Format the rows starting with the line containing "Keypoint placement for each instance of the stone-clad" and going on through the line containing "(884, 1162)" as a two-column CSV with the headers instruction and keypoints. Write one line per row with its text and its answer, putting each field in double quotes and turning line breaks into spaces.
════════════════════
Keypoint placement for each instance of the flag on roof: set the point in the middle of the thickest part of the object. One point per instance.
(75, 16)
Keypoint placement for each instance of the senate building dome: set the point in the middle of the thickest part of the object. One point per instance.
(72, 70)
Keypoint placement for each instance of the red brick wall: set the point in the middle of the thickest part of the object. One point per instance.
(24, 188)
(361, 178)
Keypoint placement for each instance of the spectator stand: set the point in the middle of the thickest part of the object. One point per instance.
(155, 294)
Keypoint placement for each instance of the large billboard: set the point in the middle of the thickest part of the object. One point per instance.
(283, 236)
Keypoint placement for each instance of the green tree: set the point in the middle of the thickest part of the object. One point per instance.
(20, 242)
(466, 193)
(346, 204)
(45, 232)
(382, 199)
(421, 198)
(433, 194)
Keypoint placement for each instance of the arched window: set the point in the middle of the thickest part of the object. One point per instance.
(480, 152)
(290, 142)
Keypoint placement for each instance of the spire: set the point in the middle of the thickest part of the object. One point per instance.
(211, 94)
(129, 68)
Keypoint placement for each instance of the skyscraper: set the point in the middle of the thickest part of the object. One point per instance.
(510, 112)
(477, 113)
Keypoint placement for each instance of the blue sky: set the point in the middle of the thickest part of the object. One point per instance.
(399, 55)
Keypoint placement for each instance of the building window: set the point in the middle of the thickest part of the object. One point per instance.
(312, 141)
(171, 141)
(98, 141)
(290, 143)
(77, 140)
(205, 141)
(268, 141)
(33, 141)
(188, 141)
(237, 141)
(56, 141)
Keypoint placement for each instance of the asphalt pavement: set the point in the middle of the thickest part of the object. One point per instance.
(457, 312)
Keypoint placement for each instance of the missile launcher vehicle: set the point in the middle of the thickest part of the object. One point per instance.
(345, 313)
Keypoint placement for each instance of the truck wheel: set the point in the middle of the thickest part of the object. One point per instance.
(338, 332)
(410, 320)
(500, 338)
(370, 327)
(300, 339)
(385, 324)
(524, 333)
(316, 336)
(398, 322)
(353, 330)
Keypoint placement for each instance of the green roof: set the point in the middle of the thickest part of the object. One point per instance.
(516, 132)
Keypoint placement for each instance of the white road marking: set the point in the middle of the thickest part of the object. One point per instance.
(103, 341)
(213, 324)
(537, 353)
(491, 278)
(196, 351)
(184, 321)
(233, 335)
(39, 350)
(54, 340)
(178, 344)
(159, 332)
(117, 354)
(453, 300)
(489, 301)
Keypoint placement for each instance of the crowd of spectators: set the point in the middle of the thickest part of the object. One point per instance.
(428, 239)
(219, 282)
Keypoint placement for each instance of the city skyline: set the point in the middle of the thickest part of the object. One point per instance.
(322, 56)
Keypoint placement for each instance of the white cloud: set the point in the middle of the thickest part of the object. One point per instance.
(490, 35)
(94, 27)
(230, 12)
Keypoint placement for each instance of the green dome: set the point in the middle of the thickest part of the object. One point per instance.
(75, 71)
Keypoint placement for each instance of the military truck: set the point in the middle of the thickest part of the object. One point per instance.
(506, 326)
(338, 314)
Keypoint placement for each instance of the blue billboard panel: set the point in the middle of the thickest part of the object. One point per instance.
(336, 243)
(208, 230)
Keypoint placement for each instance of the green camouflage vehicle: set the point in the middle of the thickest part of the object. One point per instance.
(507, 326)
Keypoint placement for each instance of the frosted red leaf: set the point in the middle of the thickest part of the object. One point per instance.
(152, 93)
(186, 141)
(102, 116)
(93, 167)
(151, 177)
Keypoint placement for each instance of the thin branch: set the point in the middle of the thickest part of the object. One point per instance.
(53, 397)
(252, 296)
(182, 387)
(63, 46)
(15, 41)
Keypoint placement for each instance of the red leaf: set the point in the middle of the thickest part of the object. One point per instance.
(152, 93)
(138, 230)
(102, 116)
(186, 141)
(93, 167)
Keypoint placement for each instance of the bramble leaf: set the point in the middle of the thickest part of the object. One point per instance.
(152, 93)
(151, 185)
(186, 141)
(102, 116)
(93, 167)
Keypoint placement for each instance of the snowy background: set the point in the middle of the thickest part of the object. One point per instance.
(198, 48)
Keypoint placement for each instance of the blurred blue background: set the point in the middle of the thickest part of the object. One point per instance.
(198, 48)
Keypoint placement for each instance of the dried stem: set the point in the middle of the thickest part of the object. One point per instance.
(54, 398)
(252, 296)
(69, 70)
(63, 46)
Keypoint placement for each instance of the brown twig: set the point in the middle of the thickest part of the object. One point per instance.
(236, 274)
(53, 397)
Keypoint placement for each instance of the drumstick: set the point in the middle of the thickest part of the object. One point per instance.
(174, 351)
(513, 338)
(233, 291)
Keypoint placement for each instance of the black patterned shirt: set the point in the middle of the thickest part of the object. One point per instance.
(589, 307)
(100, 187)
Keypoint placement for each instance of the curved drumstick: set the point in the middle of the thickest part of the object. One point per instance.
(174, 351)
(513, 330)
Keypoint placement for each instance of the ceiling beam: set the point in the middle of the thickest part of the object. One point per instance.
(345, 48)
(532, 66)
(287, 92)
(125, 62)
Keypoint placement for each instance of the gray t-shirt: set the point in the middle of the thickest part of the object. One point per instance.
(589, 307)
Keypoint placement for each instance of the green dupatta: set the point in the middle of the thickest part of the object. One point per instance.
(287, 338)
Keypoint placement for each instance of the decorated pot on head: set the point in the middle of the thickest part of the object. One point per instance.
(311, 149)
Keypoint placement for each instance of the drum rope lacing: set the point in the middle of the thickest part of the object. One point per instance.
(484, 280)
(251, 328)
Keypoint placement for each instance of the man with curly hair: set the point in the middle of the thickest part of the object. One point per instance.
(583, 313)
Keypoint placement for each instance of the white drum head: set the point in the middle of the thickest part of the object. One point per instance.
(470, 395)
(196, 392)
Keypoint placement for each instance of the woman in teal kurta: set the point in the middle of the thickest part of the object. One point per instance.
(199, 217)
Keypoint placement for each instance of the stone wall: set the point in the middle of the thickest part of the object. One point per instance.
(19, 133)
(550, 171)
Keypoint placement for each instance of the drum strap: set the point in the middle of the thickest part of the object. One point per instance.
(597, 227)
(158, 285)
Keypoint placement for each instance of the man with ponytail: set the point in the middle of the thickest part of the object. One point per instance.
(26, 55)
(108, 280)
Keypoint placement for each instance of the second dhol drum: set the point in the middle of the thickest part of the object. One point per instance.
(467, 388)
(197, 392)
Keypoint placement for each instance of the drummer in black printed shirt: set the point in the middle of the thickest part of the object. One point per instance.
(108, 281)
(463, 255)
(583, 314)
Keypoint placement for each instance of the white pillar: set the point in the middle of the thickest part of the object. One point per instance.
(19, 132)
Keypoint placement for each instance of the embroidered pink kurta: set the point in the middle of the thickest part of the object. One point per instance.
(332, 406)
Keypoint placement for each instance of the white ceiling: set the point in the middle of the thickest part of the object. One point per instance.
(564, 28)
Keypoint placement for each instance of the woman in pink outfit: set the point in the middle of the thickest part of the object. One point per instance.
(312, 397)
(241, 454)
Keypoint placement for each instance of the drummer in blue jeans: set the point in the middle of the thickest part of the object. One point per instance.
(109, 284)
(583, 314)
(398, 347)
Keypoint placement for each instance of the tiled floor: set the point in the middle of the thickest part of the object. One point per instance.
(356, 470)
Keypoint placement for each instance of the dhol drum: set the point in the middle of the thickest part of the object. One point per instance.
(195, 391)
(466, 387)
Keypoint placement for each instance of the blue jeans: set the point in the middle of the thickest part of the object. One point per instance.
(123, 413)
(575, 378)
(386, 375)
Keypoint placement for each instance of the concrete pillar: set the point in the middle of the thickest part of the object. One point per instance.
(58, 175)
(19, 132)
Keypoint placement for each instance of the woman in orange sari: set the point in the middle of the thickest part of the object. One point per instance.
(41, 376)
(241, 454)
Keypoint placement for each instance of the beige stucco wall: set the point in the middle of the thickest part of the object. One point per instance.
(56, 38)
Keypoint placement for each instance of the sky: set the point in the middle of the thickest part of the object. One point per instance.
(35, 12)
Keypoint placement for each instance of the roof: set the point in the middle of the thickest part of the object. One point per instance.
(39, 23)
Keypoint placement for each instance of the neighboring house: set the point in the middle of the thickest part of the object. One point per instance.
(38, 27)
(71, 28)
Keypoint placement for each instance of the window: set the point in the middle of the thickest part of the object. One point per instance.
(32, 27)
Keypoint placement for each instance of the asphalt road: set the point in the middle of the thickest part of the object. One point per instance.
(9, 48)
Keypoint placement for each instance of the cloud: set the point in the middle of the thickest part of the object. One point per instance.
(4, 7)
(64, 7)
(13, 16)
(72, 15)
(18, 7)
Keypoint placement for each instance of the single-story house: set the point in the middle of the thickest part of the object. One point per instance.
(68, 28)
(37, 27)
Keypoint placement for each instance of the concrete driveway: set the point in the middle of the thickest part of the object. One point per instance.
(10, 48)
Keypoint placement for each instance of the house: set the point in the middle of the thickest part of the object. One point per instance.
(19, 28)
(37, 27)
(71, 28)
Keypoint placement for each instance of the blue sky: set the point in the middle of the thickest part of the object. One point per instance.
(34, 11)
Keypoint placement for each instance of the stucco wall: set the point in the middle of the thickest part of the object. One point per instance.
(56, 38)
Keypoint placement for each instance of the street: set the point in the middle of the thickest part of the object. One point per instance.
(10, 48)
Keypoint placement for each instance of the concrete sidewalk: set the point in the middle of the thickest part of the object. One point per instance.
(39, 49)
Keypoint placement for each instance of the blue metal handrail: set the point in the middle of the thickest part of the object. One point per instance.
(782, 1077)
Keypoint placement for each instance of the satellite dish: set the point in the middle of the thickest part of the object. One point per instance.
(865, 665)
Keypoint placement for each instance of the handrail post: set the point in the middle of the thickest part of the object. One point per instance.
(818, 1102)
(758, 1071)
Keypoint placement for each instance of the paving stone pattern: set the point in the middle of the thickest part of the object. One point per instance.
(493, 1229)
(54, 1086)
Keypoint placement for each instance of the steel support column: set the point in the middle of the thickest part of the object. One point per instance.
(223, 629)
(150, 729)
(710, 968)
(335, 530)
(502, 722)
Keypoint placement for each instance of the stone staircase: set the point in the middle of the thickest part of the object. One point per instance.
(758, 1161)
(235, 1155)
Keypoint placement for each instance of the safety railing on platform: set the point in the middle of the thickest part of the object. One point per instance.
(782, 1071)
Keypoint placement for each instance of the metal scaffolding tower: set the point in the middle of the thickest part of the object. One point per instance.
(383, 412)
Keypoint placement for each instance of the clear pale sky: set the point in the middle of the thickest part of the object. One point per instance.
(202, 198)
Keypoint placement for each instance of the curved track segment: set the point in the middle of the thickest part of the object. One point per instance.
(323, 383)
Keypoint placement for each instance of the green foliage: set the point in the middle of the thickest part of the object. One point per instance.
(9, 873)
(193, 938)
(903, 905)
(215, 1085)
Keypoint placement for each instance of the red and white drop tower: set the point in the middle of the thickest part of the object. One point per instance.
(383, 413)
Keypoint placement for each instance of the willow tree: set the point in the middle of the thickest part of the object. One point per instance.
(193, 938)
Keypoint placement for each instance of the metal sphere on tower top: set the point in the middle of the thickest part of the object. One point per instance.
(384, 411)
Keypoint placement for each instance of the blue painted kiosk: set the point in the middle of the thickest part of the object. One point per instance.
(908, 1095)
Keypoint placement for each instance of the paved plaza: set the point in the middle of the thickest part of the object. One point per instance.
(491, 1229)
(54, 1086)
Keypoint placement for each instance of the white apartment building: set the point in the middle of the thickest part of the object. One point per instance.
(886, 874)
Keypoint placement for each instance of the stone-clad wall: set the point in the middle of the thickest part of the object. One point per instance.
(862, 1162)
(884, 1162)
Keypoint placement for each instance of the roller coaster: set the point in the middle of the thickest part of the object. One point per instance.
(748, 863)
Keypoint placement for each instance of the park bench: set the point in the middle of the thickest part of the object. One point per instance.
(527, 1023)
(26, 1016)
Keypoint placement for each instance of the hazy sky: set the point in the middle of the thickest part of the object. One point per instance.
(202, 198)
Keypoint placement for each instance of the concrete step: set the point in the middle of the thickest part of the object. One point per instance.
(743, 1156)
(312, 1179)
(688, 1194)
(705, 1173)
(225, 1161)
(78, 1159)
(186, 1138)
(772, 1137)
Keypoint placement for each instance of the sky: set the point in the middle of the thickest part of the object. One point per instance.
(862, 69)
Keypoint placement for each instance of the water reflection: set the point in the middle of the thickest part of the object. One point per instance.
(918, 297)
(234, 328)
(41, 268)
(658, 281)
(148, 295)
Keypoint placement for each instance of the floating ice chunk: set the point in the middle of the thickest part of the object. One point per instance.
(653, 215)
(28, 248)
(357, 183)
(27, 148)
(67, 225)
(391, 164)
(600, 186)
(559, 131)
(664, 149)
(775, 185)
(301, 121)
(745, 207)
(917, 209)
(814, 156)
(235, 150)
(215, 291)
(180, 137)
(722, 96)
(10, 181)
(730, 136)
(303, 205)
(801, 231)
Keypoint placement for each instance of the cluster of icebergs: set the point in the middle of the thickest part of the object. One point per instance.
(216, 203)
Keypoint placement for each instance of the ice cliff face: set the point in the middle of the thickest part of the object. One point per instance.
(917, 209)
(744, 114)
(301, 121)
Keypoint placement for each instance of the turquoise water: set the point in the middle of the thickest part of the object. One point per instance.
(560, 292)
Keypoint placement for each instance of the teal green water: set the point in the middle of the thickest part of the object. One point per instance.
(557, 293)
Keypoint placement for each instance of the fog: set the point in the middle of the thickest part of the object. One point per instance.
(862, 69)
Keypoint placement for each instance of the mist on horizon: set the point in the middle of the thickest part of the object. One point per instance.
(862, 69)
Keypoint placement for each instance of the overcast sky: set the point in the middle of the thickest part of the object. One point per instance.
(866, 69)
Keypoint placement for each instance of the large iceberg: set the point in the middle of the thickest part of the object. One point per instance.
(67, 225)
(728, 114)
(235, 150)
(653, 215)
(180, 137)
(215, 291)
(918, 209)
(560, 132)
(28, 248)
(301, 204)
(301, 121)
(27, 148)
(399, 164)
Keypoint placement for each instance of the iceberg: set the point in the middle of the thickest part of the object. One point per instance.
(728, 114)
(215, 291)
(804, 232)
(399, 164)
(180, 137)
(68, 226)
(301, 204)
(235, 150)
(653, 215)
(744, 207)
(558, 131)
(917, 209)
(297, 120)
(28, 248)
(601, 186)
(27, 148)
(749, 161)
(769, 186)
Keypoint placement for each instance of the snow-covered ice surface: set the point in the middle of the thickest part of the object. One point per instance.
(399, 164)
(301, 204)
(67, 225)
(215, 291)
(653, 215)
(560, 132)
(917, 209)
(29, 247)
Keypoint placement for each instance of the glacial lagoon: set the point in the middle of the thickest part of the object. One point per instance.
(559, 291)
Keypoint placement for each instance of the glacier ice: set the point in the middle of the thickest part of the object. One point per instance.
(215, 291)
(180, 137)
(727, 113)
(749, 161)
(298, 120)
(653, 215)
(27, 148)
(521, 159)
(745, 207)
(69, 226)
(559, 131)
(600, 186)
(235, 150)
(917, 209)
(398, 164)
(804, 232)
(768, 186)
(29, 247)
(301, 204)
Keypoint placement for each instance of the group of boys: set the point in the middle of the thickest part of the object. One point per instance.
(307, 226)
════════════════════
- Solution:
instruction,keypoints
"Keypoint placement for each instance of the stone-clad wall: set the point in the middle of the thickest part of the object. One point per instance.","(862, 1162) (884, 1162)"